= Brief =
Copy the passage of the post on Zoom office hours from "Anyway, one of" to "that was great.", keeping every word and mark unchanged.

= Exercise passage =

-- Opening Marker --

Yay! A student actually stopped by Zoom office hours voluntarily to talk about her paper outline. I’m holding a lot of office hours, in part because it’s relatively easy to do so via Zoom — I mostly just keep the window open and continue working on my own stuff. I have class time and early evening and Saturday hours, to accommodate all of their schedules. But I wasn’t sure they’d actually come!
It is not easy, convincing students to come to office hours. To encourage it, even though my courses are asynchronous, I required it of all my 100-level course students in the first few weeks, that they come by once, just to get them used to talking to me a little.
It’s always hard coaxing students to come to office hours normally — I’m not sure if it’s easier or harder now. Professors are intimidating, even me.
Anyway, one of them came, and we talked about her thesis and outline, and then we chatted a little, and it turns out she’s of Bangladeshi heritage, and so I pointed her to Mahmud Rahman’s stories, and mentioned that if she wanted (totally optional) to read some of those and incorporate them into her second or third paper for the course (post-colonial lit.), that would be fine with me and might make the material even more engaging for her, and she seemed excited about that, so that was great.
I really do miss talking to my students. Virtual is better than nothing, and they’re actually doing a great job engaging with each other in the discussion boards. I require that they keep reading journals, and comment a certain number of times / week on their classmates’ journals — one student said that she’d never talked this much in an actual class. So that part is good.
Learning online can be very effective, and I think when we go back to in-person, there are parts of this that I will keep. Some Zoom office hours, perhaps. Using discussion boards for the reading journals.
But still. Stupid pandemic. I miss my munchkins.

-- Closing Marker --

= Referring-expression pointing data =
-- Opening Marker --

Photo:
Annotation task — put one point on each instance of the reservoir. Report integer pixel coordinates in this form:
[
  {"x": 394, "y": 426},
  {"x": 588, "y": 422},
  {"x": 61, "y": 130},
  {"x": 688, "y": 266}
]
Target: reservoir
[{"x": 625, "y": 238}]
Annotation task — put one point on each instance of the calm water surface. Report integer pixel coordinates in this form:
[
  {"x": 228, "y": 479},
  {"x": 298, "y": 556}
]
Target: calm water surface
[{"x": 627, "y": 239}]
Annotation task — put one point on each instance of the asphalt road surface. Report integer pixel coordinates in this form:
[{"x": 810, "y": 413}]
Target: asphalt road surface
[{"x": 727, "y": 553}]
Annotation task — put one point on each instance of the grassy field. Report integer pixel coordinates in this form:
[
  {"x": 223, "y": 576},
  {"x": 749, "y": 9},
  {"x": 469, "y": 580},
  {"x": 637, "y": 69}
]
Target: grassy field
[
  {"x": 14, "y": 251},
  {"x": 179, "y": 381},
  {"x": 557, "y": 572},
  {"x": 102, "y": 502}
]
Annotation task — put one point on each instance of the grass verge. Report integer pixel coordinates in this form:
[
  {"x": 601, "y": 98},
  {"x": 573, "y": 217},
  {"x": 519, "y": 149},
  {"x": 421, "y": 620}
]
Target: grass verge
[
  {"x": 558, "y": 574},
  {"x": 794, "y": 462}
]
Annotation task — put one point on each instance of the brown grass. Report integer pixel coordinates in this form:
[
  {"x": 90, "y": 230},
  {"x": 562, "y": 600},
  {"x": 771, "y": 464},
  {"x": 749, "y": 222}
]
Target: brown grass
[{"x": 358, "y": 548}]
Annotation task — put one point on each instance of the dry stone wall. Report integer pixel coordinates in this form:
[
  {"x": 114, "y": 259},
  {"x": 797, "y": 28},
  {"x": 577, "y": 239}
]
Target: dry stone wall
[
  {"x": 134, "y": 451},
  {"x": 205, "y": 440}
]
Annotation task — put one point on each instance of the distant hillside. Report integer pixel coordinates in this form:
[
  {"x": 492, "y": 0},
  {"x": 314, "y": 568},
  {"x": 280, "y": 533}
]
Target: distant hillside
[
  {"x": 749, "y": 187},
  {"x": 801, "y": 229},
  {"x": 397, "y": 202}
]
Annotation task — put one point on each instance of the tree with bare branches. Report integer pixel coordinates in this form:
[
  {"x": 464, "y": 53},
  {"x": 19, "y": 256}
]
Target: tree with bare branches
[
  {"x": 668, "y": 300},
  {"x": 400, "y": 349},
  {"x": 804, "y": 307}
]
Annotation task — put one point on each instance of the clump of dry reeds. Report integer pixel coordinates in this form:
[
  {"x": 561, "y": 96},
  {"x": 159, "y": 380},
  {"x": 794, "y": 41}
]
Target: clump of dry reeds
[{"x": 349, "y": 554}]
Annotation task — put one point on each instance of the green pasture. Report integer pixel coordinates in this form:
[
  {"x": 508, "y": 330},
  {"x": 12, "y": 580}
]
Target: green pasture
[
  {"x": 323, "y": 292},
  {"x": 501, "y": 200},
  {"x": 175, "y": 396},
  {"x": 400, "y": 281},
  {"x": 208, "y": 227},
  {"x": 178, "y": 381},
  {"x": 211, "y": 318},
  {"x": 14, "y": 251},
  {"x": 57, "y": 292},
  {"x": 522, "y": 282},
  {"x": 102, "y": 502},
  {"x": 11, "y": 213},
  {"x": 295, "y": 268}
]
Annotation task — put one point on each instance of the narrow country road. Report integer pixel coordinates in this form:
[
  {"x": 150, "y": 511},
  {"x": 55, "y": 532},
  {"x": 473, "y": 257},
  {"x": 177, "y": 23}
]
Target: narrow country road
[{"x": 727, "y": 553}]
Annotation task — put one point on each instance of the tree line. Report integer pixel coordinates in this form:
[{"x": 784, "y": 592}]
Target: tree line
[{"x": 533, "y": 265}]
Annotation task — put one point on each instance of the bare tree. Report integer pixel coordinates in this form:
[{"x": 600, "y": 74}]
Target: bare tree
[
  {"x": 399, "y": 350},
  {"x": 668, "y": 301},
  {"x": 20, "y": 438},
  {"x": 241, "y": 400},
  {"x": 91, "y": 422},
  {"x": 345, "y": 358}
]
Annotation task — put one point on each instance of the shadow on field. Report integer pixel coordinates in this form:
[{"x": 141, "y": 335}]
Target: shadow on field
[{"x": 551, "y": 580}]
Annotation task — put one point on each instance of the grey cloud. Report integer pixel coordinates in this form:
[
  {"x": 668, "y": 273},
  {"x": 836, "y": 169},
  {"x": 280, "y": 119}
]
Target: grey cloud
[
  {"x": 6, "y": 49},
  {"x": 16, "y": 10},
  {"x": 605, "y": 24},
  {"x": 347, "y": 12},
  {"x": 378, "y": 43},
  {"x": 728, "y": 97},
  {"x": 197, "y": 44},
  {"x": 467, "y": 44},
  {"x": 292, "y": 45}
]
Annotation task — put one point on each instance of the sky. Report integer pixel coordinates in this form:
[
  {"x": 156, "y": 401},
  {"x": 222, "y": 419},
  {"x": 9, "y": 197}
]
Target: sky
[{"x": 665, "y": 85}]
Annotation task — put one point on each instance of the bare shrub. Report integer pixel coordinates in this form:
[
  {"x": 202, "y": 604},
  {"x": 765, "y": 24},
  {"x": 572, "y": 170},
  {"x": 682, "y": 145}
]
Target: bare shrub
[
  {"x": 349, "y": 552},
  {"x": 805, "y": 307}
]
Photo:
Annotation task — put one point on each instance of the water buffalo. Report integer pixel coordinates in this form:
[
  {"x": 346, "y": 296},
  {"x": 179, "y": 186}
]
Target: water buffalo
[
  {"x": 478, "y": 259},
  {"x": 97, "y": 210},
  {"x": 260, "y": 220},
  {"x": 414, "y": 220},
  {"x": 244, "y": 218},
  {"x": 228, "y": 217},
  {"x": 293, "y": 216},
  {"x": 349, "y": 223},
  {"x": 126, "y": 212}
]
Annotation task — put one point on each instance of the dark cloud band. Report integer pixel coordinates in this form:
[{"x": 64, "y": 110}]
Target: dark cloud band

-- Closing Marker --

= Task answer =
Anyway, one of them came, and we talked about her thesis and outline, and then we chatted a little, and it turns out she’s of Bangladeshi heritage, and so I pointed her to Mahmud Rahman’s stories, and mentioned that if she wanted (totally optional) to read some of those and incorporate them into her second or third paper for the course (post-colonial lit.), that would be fine with me and might make the material even more engaging for her, and she seemed excited about that, so that was great.